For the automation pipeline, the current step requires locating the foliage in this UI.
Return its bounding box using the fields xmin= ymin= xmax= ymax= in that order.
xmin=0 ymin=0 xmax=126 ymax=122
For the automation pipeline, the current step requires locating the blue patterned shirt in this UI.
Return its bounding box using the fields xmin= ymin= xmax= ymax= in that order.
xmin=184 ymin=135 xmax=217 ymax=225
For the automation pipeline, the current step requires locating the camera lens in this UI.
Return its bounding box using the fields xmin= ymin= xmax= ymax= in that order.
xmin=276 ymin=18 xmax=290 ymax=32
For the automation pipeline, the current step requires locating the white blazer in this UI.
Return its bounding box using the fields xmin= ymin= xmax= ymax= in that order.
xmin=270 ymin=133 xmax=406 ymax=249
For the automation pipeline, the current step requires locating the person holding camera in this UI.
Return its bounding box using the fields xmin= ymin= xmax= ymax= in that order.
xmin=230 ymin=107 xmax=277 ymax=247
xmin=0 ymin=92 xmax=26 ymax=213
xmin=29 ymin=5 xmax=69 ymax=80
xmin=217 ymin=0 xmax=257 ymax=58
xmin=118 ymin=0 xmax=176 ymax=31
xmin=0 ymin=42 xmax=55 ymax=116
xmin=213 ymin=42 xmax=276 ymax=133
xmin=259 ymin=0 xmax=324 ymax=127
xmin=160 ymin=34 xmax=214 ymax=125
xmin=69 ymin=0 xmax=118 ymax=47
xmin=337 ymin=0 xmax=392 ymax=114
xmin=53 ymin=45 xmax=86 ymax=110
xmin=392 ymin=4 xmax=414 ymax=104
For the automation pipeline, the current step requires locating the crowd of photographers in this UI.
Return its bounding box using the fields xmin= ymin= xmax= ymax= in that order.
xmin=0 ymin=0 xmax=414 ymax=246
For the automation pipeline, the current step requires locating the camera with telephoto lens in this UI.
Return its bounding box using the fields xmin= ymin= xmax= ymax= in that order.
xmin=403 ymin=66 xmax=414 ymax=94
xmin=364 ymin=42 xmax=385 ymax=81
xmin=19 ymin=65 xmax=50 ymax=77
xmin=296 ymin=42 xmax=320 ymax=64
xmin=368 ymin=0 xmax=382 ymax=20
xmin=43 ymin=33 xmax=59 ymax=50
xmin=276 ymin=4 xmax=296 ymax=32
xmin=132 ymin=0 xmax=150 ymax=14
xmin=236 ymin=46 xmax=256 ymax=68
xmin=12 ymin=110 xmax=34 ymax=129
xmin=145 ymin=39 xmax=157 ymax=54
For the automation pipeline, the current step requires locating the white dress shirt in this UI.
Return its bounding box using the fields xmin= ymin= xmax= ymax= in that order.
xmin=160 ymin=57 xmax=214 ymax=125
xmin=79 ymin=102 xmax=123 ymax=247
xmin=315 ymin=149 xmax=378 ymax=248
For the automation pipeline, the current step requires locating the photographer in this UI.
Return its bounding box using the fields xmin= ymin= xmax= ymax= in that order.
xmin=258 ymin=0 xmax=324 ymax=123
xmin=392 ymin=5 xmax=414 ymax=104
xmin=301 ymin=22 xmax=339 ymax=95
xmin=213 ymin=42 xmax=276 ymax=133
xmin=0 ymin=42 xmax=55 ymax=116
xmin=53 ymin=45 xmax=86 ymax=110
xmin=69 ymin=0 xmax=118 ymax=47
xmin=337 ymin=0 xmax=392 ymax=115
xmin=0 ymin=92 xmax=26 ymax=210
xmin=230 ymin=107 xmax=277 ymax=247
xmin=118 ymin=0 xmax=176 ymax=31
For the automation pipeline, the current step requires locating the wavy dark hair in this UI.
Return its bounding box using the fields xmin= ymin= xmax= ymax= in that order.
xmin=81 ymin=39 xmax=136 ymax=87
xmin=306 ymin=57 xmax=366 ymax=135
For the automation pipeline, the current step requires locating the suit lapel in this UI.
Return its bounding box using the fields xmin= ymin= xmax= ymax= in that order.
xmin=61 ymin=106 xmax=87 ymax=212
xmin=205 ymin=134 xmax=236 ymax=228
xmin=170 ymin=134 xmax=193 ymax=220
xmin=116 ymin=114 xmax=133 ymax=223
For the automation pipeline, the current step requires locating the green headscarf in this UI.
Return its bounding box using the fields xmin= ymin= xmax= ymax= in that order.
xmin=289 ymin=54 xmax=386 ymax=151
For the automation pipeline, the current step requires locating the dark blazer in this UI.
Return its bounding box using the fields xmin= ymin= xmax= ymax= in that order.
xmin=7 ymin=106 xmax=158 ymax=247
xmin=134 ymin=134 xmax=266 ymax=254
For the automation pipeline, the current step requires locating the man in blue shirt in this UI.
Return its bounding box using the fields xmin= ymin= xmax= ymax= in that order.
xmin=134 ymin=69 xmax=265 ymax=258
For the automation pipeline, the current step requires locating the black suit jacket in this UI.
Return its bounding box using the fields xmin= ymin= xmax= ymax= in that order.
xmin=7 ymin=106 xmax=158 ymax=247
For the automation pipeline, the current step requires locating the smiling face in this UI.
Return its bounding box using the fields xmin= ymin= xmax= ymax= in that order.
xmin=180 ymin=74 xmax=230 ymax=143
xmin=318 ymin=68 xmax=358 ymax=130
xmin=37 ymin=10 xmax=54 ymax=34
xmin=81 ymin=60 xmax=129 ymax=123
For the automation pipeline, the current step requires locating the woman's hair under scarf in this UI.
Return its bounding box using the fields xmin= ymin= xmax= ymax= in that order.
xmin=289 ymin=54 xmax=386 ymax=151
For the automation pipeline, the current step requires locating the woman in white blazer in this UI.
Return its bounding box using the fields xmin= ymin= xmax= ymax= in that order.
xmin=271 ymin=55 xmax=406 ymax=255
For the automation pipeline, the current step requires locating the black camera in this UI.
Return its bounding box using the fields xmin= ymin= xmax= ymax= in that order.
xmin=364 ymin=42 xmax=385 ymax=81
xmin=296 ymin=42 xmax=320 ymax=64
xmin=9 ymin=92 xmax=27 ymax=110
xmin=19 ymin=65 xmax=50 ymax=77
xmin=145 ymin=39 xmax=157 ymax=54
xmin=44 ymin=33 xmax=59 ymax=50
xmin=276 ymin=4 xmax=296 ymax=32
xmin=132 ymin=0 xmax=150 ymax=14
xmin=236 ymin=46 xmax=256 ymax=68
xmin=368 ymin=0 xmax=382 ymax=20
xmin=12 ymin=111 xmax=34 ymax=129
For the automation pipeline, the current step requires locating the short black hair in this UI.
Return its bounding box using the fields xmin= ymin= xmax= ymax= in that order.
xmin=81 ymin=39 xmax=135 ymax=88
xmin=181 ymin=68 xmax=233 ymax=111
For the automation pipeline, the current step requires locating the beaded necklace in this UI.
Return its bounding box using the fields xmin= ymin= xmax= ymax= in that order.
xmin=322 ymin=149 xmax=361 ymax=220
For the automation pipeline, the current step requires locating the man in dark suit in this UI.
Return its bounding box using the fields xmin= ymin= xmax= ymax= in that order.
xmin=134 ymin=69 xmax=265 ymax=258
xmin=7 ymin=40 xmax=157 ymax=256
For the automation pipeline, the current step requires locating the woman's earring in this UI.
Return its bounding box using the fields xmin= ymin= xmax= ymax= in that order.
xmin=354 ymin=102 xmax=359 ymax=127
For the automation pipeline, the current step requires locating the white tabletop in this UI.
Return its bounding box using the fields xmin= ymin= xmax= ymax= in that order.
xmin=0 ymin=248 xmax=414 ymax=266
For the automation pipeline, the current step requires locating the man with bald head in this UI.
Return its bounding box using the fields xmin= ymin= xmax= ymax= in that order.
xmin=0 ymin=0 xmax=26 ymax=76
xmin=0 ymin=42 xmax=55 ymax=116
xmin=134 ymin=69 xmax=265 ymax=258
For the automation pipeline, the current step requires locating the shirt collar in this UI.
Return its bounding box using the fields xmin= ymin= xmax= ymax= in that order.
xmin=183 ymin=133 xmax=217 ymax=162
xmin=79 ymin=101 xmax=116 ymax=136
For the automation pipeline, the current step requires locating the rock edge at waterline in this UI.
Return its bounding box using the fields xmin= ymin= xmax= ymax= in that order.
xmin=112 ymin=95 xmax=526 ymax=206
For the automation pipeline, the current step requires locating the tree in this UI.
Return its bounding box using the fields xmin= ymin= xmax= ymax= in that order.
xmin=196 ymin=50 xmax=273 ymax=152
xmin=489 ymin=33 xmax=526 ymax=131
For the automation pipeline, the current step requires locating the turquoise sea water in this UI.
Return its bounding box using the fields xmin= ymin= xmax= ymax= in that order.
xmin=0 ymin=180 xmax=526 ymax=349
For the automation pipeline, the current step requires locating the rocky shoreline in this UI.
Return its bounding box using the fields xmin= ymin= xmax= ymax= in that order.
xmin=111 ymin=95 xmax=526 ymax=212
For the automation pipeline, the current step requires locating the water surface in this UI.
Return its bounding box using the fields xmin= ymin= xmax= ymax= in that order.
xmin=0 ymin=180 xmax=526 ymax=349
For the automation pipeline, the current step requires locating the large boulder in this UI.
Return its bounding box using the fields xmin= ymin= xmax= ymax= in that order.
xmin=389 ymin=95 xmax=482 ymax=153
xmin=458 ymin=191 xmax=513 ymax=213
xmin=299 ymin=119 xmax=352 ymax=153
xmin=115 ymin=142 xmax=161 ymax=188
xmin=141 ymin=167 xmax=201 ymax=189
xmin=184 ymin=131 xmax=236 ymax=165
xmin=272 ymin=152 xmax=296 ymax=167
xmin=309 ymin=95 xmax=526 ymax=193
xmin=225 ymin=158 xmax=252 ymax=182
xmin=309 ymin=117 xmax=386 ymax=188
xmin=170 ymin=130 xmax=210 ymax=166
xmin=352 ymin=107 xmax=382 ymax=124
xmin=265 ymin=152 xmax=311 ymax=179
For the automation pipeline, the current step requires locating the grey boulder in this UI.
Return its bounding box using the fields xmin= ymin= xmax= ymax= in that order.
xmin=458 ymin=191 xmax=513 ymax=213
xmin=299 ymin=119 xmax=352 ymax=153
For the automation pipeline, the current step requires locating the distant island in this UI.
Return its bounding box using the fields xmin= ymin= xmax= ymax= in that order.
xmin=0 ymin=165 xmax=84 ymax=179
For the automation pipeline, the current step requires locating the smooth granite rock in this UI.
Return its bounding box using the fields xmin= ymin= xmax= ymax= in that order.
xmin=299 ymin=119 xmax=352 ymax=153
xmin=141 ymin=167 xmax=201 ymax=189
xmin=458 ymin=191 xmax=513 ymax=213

● **STATED GOAL**: Copy the entries from the line with "telephoto lens in this UI." up to and including the line with "xmin=315 ymin=149 xmax=378 ymax=248", reproducing them line for line.

● **ANSWER TO THE TASK**:
For the automation pipeline, the current step requires locating the camera with telephoto lens in this UI.
Return its bounding box using the fields xmin= ymin= xmax= ymax= in that order.
xmin=403 ymin=66 xmax=414 ymax=94
xmin=364 ymin=42 xmax=385 ymax=81
xmin=19 ymin=65 xmax=50 ymax=77
xmin=296 ymin=42 xmax=320 ymax=64
xmin=368 ymin=0 xmax=382 ymax=20
xmin=43 ymin=33 xmax=59 ymax=50
xmin=276 ymin=4 xmax=296 ymax=32
xmin=132 ymin=0 xmax=150 ymax=14
xmin=236 ymin=46 xmax=256 ymax=68
xmin=12 ymin=110 xmax=34 ymax=129
xmin=145 ymin=39 xmax=157 ymax=54
For the automation pipeline, the current step requires locating the white dress shirt in this UI.
Return its bounding box using the fields xmin= ymin= xmax= ymax= in that order.
xmin=160 ymin=57 xmax=214 ymax=125
xmin=79 ymin=102 xmax=123 ymax=247
xmin=315 ymin=149 xmax=378 ymax=248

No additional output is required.